[Start of Attachment]

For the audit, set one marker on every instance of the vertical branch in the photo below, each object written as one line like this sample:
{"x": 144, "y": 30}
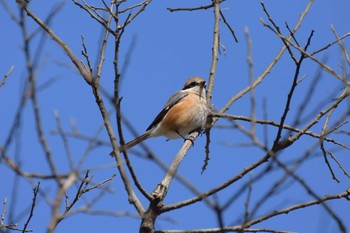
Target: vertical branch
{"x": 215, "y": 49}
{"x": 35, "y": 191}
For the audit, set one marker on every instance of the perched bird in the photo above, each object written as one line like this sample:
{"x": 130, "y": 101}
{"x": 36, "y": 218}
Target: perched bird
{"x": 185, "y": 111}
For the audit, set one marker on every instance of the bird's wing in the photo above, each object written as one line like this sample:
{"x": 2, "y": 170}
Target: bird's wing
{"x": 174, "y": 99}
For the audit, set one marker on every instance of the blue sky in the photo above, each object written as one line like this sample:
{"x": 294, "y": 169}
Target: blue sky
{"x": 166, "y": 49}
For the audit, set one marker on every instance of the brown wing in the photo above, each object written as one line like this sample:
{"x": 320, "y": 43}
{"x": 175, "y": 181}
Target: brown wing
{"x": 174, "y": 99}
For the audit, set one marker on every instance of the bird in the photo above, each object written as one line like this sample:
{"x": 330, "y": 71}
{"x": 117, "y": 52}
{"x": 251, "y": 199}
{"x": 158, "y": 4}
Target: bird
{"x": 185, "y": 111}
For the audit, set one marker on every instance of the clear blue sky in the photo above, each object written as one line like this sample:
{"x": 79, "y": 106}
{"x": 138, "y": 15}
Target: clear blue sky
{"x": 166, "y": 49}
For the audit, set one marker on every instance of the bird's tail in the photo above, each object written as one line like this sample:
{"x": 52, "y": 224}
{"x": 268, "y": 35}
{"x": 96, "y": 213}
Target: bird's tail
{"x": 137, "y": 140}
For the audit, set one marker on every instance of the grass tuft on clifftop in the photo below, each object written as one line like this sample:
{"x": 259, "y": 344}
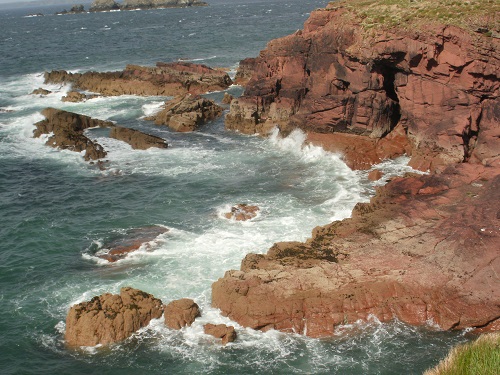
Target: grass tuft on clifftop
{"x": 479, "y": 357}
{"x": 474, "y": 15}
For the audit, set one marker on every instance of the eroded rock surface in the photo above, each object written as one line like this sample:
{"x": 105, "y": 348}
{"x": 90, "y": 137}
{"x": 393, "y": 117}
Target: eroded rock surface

[End of Attachment]

Task prompt: Would you transcribe all of the data exactly, apart from its pictures?

Problem solution:
For the audit, set one marker on every instance of the vertical branch in the photo below, each object written as one line like this sample:
{"x": 144, "y": 30}
Target: vertical branch
{"x": 215, "y": 49}
{"x": 35, "y": 191}
For the audit, set one marker on every instance of the perched bird in the photo above, each object written as one line like this sample:
{"x": 130, "y": 101}
{"x": 36, "y": 218}
Target: perched bird
{"x": 185, "y": 111}
For the audit, set one marker on every instance of the bird's wing in the photo above, each object written as one line like this sample:
{"x": 2, "y": 170}
Target: bird's wing
{"x": 174, "y": 99}
For the audit, set one marker on every instance of the blue sky in the photo above, each object written as one line like this sample:
{"x": 294, "y": 169}
Target: blue sky
{"x": 166, "y": 49}
For the audit, set one marker on every instance of the brown wing in the photo above, each object written as one line like this sample:
{"x": 320, "y": 43}
{"x": 175, "y": 181}
Target: brown wing
{"x": 174, "y": 99}
For the audit, set one marker on every instance of the bird in the photo above, each object written as one line like this sample:
{"x": 330, "y": 71}
{"x": 117, "y": 52}
{"x": 251, "y": 199}
{"x": 158, "y": 4}
Target: bird
{"x": 185, "y": 111}
For the audit, set one marker on every instance of the clear blue sky in the photo above, each object written as one line like this sample:
{"x": 79, "y": 106}
{"x": 138, "y": 15}
Target: clear blue sky
{"x": 166, "y": 49}
For the audit, set one marker on every instance of the bird's tail in the photo above, each object written as one line like this sample:
{"x": 52, "y": 224}
{"x": 268, "y": 35}
{"x": 96, "y": 213}
Target: bird's tail
{"x": 137, "y": 140}
For the audit, set one marker on every instance of the grass tuft on clifftop in the photo below, each object written as one line like this sample:
{"x": 259, "y": 344}
Target: grass tuft on clifftop
{"x": 479, "y": 357}
{"x": 474, "y": 15}
For the audit, set one marker on every instance of the eroded rock surface in the photo above, each object written as one line like this sample:
{"x": 105, "y": 348}
{"x": 90, "y": 137}
{"x": 393, "y": 117}
Target: eroded rock surface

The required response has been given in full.